── INPUT DATA

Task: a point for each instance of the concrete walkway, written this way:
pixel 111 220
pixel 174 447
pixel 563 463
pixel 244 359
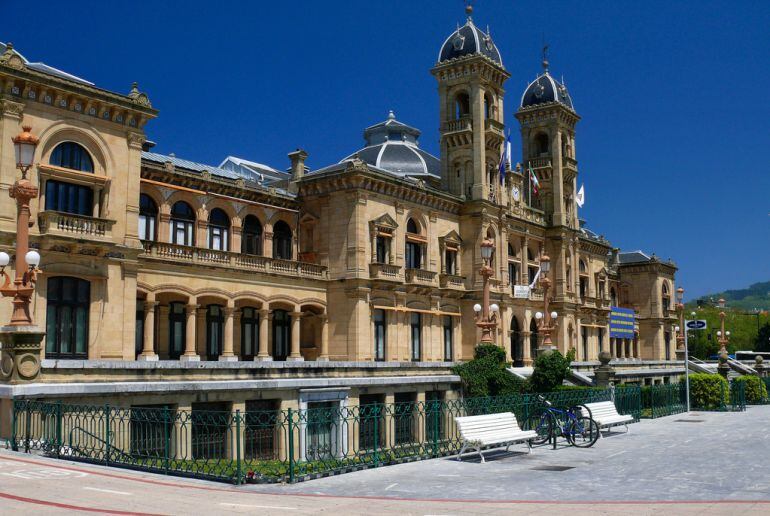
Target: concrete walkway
pixel 685 464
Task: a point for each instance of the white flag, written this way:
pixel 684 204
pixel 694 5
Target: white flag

────

#### THE TASK:
Once the line containing "pixel 111 220" is found, it and every line through the end of the records above should be output exactly, with no pictures.

#### EXERCISE SOLUTION:
pixel 111 220
pixel 174 447
pixel 563 463
pixel 244 359
Target: concrete walkway
pixel 685 464
Task: a point for each instance of the white flag, written this way:
pixel 684 204
pixel 694 5
Target: white flag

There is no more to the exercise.